Document passage:
──────────────────────────────
Playing a Neural Network's version of GTA V: GAN Theft Auto

TL;DR

The neural network generates GTA 5 frames directly from player key presses, effectively acting as the game environment rather than just an agent controlling a conventional engine.

Briefing Cornell Notes

Briefing

A neural network can run an entire slice of Grand Theft Auto 5—generating the visuals, responding to key presses, and reproducing game-like physics—without relying on the game’s original rules engine. In “GAN Theft Auto,” the model takes real-time player inputs (left/right, turning into obstacles, interacting with the road) and outputs pixel frames that include not just scenery and motion, but also lighting, reflections, shadows, and collision responses. The result matters because it demonstrates a practical path from “AI that plays a game” to “AI that becomes the game,” hinting at future software where core simulation and rendering are learned rather than hand-coded.

The project builds on NVIDIA’s GameGAN research, but pushes beyond a simple GAN that maps inputs to frames. Here, the neural network is effectively the environment: it decides how the road looks, how the car turns, what happens when the vehicle hits walls or barriers, how background elements shift with movement, and how light behaves on the car’s surfaces. The team also adds super sampling on top of the model output to reduce native pixelation, including a selected “times 8” super-sampled version that produces the most playable, visually coherent results.

Getting to GTA 5 required solving data and compute bottlenecks. Manual data collection would have taken months, so Daniel Kukiela created a rules-based AI to drive through GTA 5 and generate training footage. Multiple AI agents were used simultaneously to accelerate data gathering, with cars appearing to clip or overlap in the same road segment during capture. Training itself was GPU-memory intensive; early experiments ran on RTX 8000 systems, and later work leveraged NVIDIA’s DGX station with four A180 GPUs (320 GB total VRAM) to scale experiments.

Initial models were trained on a limited highway section and struggled with hard boundaries—driving into walls could quickly confuse the system. Subsequent training introduced wall collisions, and the model learned plausible contact behavior: the car approaches, impacts, then turns and slides along the barrier rather than simply breaking down. Lighting improvements followed as well, including moving sun reflections on windows and matte surface highlights, plus shadows that track with motion.

The team also experimented with other vehicles, adding police cars and collisions. Results were mixed: sometimes the model handled interactions partially (including a collision where a police car appears to split), but often other cars would disappear or the player vehicle could not steer through them reliably. Even so, the project’s strongest takeaway is the breadth of learned dynamics—road perspective changes, background parallax, and subtle vehicle roll during turns—emerging from training on real gameplay frames.

After roughly two months of work and limited training scope, the project still produced a playable, GTA-5-recognizable environment entirely generated by a neural network. The team plans to host the base model and a super-sampler via GitHub, and invites others to train and share new variants, with the next obvious research targets being larger roaming ranges and more robust multi-car collision behavior.
──────────────────────────────
Information supplied:
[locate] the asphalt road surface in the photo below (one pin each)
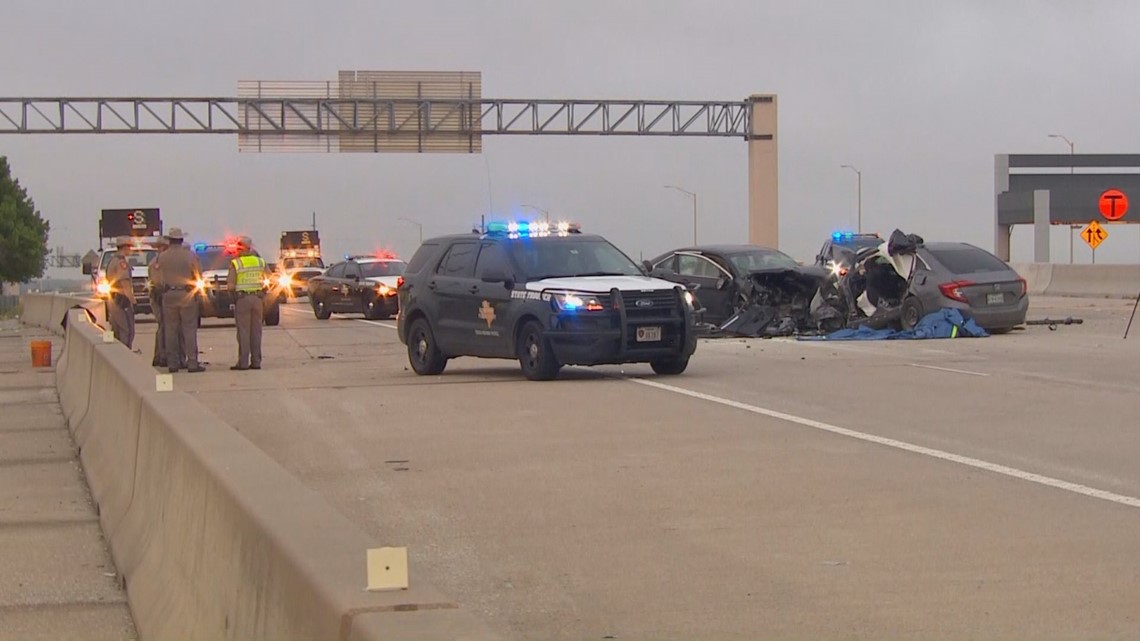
──────────────────────────────
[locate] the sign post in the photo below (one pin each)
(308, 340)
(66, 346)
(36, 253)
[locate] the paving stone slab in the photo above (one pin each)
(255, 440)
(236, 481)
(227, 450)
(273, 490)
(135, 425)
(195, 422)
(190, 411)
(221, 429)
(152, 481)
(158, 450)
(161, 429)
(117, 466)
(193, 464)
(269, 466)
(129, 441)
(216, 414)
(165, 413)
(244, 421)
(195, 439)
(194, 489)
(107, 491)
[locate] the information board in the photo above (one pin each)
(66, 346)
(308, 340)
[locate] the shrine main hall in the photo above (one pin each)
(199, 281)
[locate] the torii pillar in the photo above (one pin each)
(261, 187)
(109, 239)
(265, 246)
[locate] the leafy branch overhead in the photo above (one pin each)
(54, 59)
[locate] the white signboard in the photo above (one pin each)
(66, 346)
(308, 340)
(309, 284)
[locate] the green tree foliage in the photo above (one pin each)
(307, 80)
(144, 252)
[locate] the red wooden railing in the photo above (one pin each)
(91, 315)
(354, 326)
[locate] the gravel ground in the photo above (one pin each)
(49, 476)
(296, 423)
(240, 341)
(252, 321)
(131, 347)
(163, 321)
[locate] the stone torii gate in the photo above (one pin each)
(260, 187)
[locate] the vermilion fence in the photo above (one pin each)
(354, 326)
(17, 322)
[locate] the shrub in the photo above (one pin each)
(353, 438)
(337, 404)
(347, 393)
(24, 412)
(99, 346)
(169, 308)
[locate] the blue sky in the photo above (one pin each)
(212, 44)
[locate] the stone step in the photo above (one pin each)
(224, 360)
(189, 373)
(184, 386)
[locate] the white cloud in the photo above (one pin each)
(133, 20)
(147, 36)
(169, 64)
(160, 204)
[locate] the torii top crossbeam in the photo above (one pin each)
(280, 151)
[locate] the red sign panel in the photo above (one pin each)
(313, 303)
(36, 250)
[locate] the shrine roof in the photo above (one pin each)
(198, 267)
──────────────────────────────
Task set:
a) In the GAN Theft Auto text, who built the rules-based AI that drove through GTA 5 to produce training footage?
b) Reproduce the part of the GAN Theft Auto text starting with "Initial models were" and going on through "track with motion.".

Problem solutions:
a) Daniel Kukiela

b)
Initial models were trained on a limited highway section and struggled with hard boundaries—driving into walls could quickly confuse the system. Subsequent training introduced wall collisions, and the model learned plausible contact behavior: the car approaches, impacts, then turns and slides along the barrier rather than simply breaking down. Lighting improvements followed as well, including moving sun reflections on windows and matte surface highlights, plus shadows that track with motion.